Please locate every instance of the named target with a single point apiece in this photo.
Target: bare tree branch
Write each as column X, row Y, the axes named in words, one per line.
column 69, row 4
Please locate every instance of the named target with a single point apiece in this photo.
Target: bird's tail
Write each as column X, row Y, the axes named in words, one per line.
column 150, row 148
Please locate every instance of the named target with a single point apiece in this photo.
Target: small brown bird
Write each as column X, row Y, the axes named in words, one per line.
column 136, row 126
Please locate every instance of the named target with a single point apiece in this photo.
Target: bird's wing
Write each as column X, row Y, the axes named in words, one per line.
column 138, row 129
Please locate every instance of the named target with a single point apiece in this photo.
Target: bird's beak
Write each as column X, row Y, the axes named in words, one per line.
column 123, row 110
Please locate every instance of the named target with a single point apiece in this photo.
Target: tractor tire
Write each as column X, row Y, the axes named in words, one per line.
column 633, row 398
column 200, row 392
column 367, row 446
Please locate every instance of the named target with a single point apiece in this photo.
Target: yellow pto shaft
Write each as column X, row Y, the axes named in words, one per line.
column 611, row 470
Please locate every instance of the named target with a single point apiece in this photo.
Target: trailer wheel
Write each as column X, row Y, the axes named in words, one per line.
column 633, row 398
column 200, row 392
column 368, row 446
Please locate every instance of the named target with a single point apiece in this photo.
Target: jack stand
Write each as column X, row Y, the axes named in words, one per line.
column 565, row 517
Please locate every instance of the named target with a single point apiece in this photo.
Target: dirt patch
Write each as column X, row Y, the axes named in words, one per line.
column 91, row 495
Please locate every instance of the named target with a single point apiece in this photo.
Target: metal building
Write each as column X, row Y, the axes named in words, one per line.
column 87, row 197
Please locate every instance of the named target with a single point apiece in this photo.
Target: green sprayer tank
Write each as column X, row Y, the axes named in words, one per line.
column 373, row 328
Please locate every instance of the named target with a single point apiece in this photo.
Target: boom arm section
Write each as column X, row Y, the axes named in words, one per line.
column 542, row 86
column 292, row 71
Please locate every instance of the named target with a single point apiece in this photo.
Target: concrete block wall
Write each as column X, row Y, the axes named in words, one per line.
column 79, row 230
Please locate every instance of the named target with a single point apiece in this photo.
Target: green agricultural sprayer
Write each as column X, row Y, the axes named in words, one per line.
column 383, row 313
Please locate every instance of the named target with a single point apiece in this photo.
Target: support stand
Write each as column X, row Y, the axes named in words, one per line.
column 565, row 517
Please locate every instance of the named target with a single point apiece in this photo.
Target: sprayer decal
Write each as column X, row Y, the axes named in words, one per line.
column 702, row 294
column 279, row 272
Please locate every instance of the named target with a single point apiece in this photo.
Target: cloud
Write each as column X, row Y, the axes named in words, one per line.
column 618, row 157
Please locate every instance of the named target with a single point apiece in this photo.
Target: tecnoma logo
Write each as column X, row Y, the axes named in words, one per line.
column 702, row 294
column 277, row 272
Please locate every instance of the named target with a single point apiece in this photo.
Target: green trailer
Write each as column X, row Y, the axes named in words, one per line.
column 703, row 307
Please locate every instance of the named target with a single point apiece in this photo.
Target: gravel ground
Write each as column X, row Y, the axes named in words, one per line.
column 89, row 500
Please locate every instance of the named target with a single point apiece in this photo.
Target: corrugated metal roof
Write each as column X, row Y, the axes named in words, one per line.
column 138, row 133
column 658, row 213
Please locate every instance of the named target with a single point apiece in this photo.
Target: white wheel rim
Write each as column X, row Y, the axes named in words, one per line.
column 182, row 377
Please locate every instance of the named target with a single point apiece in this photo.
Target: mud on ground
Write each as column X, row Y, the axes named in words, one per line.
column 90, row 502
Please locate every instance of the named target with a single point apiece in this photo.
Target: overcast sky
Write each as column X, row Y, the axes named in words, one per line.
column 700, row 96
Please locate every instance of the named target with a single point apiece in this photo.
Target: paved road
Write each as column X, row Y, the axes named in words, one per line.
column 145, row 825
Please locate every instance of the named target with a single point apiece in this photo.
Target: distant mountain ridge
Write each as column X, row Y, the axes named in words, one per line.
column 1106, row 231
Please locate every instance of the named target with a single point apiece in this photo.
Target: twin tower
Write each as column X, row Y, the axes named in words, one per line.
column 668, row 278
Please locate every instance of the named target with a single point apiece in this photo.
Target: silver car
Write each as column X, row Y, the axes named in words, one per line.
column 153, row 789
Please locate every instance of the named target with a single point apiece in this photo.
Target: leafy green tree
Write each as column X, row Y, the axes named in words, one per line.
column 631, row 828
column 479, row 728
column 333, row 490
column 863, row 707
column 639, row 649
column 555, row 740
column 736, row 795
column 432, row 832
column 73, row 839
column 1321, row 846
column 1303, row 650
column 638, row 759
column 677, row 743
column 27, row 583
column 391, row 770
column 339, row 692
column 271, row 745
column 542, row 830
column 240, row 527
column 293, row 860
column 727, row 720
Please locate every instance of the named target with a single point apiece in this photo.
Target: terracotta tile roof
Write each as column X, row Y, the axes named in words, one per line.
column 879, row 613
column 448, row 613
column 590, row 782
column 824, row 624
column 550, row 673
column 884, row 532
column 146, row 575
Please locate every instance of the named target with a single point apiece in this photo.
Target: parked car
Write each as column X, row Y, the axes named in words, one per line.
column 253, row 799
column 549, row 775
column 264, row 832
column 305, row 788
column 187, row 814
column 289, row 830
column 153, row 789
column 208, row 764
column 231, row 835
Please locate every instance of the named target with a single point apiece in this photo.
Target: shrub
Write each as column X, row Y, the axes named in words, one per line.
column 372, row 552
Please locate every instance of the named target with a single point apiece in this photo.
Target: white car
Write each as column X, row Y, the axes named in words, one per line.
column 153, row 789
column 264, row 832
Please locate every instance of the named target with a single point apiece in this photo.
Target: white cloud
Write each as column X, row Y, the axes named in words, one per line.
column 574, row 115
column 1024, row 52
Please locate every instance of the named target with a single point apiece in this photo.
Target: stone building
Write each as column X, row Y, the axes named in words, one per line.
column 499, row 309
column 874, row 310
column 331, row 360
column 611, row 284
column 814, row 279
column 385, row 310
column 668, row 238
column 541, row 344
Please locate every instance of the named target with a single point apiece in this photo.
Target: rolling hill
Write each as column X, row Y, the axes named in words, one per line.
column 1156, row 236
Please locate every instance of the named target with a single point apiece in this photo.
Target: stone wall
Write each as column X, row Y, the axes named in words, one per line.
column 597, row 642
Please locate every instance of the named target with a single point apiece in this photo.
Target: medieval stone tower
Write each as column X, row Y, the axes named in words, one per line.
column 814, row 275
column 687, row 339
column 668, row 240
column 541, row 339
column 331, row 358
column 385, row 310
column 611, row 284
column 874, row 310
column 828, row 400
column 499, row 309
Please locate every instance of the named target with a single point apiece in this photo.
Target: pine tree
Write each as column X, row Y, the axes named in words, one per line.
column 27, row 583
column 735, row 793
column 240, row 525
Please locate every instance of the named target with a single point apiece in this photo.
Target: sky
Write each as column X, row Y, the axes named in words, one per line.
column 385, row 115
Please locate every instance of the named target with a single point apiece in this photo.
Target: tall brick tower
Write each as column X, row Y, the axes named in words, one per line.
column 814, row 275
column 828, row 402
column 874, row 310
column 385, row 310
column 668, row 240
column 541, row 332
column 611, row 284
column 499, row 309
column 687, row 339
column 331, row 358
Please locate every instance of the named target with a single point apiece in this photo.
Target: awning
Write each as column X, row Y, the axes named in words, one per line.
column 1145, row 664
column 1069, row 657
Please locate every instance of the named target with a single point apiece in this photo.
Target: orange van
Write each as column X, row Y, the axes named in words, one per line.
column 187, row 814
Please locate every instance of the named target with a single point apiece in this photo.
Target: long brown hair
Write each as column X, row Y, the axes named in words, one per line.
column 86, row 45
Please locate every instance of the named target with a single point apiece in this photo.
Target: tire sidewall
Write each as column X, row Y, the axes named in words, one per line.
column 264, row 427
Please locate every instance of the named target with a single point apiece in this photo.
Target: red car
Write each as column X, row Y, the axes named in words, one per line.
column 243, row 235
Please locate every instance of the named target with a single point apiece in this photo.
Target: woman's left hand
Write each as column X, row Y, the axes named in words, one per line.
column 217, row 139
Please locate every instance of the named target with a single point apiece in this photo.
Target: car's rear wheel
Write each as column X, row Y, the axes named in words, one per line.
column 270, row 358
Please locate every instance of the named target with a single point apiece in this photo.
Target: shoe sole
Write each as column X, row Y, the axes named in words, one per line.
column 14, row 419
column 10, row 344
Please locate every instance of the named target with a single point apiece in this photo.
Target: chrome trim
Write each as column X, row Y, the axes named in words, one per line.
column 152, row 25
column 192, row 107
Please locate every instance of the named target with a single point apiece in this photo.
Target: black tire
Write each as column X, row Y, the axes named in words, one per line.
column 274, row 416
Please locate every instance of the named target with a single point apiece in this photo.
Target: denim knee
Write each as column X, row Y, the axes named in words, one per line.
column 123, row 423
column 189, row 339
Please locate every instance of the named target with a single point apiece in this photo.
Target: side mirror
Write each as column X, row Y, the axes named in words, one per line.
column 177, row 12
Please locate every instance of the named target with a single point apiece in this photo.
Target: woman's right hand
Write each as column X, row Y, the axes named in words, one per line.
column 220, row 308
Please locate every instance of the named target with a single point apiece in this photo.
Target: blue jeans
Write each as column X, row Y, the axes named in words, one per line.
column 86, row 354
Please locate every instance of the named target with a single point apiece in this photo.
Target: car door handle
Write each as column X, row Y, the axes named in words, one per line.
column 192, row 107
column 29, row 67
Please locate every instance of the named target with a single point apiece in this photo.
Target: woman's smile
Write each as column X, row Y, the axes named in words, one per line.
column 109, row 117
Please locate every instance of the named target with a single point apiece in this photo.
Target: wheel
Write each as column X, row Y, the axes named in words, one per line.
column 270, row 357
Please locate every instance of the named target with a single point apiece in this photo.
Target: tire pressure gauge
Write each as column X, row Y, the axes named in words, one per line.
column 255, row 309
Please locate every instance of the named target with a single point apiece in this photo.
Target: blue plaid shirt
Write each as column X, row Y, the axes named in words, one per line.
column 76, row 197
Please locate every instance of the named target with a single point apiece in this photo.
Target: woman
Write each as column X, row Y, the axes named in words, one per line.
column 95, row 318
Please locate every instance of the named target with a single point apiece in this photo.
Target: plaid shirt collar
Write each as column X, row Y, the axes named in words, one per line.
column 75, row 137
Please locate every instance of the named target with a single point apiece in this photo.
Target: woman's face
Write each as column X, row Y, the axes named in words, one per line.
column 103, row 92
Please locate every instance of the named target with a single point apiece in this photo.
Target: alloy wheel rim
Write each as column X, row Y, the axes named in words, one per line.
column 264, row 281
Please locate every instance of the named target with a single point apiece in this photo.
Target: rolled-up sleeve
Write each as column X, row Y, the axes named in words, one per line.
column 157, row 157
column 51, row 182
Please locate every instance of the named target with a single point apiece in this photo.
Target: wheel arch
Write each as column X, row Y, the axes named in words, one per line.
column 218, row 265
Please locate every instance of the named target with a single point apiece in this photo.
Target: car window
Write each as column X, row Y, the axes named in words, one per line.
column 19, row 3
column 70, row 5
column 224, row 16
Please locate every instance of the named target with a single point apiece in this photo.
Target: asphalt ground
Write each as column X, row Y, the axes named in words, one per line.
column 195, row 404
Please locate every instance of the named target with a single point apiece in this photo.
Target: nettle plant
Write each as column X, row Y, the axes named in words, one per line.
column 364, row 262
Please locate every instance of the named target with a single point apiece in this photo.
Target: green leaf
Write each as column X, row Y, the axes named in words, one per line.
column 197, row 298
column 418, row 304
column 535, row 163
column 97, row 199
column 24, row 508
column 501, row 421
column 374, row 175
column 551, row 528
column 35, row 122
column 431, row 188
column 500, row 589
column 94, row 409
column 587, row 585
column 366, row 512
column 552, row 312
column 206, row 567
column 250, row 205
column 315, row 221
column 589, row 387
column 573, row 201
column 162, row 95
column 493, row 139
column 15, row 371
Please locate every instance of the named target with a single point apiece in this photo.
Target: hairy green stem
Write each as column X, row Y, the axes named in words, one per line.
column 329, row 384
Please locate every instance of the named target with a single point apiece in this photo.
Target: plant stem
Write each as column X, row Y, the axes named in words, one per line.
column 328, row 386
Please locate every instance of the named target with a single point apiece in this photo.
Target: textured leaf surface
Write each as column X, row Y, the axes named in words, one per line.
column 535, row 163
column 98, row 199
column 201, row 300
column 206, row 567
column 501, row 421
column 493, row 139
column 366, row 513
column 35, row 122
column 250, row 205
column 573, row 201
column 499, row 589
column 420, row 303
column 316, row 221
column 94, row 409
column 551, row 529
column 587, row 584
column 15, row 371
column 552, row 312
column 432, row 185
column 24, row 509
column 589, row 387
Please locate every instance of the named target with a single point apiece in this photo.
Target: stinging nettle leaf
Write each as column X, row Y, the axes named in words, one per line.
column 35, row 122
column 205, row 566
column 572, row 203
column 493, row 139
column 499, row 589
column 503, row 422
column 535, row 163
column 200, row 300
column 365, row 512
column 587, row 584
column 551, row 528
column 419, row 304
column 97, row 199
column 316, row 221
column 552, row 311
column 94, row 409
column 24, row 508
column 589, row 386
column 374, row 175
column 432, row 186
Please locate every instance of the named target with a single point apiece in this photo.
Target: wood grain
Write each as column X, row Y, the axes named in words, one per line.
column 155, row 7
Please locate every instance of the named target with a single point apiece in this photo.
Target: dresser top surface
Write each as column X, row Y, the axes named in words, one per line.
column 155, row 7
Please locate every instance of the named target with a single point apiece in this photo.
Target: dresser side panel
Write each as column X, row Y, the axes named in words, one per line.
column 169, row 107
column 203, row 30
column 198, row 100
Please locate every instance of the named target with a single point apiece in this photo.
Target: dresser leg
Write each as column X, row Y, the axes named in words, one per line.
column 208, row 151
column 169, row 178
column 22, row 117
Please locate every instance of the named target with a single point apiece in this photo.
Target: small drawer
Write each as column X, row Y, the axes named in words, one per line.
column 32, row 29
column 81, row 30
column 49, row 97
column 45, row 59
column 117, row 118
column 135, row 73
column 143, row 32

### What is asked
List every line above that contains the string "wheel", copying each one in full. Case counts.

### Complete output
Target: trailer wheel
Target: white wheel rim
Target: car's rear wheel
Target: wheel
Target: alloy wheel rim
Target: wheel arch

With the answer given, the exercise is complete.